Task statement: Find each line below that contains the word "list" with the same capitalization, and copy those lines.

Dataset rows

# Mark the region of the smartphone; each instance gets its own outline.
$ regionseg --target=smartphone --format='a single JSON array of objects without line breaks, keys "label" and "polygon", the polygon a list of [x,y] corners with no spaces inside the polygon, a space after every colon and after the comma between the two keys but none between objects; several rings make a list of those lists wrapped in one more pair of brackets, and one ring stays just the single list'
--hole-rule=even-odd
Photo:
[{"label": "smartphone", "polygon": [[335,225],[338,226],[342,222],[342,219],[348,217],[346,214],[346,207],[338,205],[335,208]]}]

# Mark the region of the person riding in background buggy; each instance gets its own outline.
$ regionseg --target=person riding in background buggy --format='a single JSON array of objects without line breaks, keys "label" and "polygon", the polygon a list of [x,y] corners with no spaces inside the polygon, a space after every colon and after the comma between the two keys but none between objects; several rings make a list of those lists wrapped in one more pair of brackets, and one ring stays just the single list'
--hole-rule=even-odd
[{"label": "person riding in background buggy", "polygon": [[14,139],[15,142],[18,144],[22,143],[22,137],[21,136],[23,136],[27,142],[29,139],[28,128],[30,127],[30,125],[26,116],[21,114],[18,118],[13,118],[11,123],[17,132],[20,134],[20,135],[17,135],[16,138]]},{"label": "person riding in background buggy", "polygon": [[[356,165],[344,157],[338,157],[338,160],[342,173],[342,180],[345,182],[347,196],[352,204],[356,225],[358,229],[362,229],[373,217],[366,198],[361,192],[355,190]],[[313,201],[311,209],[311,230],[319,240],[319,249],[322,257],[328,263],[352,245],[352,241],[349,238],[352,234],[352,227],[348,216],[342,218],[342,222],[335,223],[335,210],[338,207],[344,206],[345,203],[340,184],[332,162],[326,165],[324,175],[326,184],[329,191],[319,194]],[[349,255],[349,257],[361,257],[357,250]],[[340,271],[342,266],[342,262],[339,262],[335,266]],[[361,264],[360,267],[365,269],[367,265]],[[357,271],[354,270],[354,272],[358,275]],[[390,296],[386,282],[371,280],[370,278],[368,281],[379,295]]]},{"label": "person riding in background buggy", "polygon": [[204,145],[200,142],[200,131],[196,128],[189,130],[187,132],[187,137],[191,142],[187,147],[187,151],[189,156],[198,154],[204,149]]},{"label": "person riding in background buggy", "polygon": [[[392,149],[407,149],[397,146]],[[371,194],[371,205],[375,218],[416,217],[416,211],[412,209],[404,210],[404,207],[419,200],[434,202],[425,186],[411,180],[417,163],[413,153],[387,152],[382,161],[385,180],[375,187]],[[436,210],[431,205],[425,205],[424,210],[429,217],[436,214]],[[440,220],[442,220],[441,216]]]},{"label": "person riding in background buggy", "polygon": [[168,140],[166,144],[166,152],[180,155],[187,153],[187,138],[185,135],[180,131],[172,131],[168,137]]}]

Written answer:
$ regionseg --target=smartphone --format='a single JSON array of objects without line breaks, keys "label" and "polygon", the polygon a list of [x,y] corners with no spaces inside the polygon, a space after every colon and after the comma between the two keys but none between objects; several rings make a list of those lists wrapped in one more pair of brackets, and one ring stays just the single list'
$ regionseg --target=person riding in background buggy --format='a single JSON array of objects without line breaks, keys "label" and "polygon", the polygon a list of [x,y] corners with no spaces inside the polygon, a space after every colon and after the comma between the two keys but none between objects; several rings make a list of those lists wrapped in one more pair of brackets, and one ring stays just the single list'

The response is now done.